▶ [Trecho selecionado]:
::::

E atualmente, então, não há alta cultura sendo praticada? Há. E para me contrapor ao conservadorismo de Scruton, cito alguns nomes – não, nada de tubarão no formol. Impossível negar a qualidade de romancistas como Sebald, Banville, Magris e Marías, artistas visuais como Richter, Auerbach, Kiefer e Tuymans, poetas como Geoffrey Hill, Szymborska, Ashbery e Heaney, dramaturgos como Stoppard e Albee, cineastas como Malick, Haneke e Kiarostami, compositores como Pärt, Schnittke, Silvestrov e Penderecki, entre os eruditos, e Dylan, Cohen, Waits e Reed, entre os populares – para
não falar de séries de televisão como Sopranos, Mad Men e Curb Your Enthusiasm. Muitos nomes, alguém diria. Pois é. Mas tente investigar a idade de cada um deles (exceto dos programas de TV, claro). A maioria já passou dos 60 anos, alguns dos 70 e dos 80 e alguns ainda – Sebald, Szymborska, Schnittke – morreram há relativamente pouco tempo. Não estão sendo substituídos à altura. E, pior, estão sendo passados para trás pelo botão “Curtir” do Facebook.
Não se preocupem. O Senado acabou de dar mais uma mãozinha para a “Alta Cultura” de banânia: aprovou cotas de 50% nas universidades federais. Banânia é o país do futuro! Estamos na vanguarda! Michel Teló, Serginho Groisman e Preta Gil ainda vão desbancar todos esses nomes difíceis que vocês citaram aí… Podem apostar.

::::

▶ [Tarefa 1]: No trecho sobre alta cultura, quais três dos nomes citados morreram há relativamente pouco tempo?
▶ [Tarefa 2]: Prossiga o trecho sobre alta cultura a partir da última frase apresentada.

::::

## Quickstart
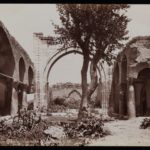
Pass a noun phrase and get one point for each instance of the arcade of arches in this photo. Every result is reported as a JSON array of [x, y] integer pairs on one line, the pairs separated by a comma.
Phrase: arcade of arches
[[16, 74], [130, 94]]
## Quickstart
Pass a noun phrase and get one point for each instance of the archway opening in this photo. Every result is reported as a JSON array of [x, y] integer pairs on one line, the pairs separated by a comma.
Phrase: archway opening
[[7, 65], [142, 94]]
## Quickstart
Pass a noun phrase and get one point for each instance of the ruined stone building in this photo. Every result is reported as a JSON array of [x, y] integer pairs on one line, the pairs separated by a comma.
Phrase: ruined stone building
[[16, 74], [130, 92]]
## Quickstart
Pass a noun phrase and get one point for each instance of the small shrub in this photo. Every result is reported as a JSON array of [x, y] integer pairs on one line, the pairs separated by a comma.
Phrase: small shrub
[[145, 123], [72, 103]]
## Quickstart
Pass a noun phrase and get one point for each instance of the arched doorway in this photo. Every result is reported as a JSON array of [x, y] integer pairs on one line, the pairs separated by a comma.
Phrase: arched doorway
[[21, 77], [142, 94], [7, 65]]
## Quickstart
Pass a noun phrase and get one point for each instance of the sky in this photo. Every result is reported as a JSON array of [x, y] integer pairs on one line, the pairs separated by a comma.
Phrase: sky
[[22, 20]]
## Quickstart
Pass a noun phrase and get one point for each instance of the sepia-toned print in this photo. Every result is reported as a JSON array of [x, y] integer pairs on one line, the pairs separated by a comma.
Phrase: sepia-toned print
[[74, 75]]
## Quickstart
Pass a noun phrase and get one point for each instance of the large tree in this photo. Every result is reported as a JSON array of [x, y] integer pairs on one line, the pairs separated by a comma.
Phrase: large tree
[[97, 30]]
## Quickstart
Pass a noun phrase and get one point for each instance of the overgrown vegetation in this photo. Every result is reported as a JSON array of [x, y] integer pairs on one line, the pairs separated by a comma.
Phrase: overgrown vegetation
[[145, 123], [87, 127], [27, 126], [60, 104]]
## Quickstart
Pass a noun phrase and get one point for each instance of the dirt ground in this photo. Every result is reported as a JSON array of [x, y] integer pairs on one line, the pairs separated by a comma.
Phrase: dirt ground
[[124, 133]]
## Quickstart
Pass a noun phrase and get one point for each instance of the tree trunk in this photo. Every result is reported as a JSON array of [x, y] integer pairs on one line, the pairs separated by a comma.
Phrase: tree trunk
[[131, 103], [84, 104], [94, 83]]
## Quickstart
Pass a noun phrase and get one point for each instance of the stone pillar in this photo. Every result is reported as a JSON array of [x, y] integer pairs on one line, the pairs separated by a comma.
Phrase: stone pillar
[[148, 98], [121, 106], [14, 102], [131, 102], [138, 87], [24, 98]]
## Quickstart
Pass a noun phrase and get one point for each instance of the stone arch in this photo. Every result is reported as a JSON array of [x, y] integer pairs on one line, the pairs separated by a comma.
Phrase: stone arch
[[22, 69], [55, 58], [75, 91], [30, 78], [7, 67], [51, 62]]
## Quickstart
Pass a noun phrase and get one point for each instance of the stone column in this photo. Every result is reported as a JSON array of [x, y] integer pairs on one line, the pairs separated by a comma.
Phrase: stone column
[[24, 97], [14, 102], [131, 101], [121, 106]]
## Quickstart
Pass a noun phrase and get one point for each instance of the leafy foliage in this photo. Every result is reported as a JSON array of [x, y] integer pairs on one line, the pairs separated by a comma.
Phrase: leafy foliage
[[87, 127], [28, 127], [97, 29], [145, 123]]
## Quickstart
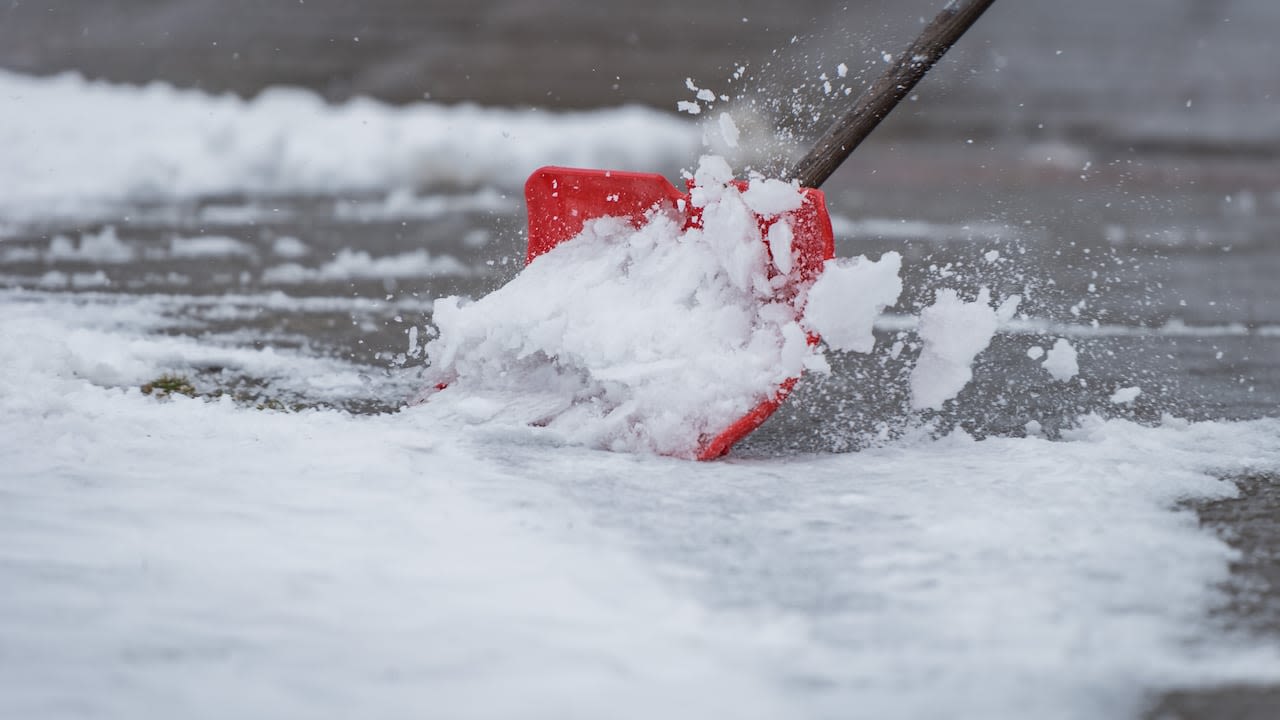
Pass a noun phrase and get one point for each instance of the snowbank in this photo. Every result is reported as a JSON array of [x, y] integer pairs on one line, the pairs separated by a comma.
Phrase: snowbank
[[71, 142]]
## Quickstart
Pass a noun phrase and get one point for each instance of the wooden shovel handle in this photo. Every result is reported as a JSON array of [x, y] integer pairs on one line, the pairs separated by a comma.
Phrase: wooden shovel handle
[[887, 91]]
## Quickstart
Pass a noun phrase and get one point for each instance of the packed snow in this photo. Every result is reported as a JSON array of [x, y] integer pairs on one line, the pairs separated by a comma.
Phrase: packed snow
[[195, 557], [73, 145], [652, 338]]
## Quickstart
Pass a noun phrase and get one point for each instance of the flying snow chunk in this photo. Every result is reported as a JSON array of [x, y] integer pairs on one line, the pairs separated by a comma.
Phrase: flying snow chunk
[[728, 130], [954, 333], [848, 297], [689, 106], [1125, 395], [1061, 361]]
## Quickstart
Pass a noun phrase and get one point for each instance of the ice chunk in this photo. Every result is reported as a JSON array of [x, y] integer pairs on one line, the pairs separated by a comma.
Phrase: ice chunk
[[954, 333], [1125, 395], [1061, 360], [848, 297]]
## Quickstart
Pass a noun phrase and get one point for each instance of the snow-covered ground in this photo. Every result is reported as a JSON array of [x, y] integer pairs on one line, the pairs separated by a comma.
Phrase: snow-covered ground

::::

▶ [Resultado 1]: Sebald, Szymborska e Schnittke.

▶ [Resultado 2]:
Por estranho que pareça penso que o desprezo pela cultura popular tem seu papel na atual decadência do gosto. A cultura popular é aquela que a maioria das pessoas consome e sua influência nunca pode ser desprezada. Um cultura popular de bom nível pode abrir as portas para a alta cultura, uma cultura popular degradada condena a sociedade à ignorância.
Que dizer então daqueles que se querem populares mas não são consumidos sequer por 10% da população? Ex.: Chico Buarque, Caetano Veloso… Esses são bons e atingem seus objetivos, mas não são populares e nem são alta cultura… Como se trata esses?
Alexandre Silva: faz sentido. Meio óbvio, mas vale recordar o “gist” do que você diz. É por aí. Justamente, no entanto, não se “consome” Pixinguinha, vg. Ou então sim, mas não há coisa mais linda: http://www.youtube.com/watch?v=azLE4zeJFyg&feature=youtu.be
Lembrei-me de Antonio Machado: “Todo necio/confunde valor y precio.”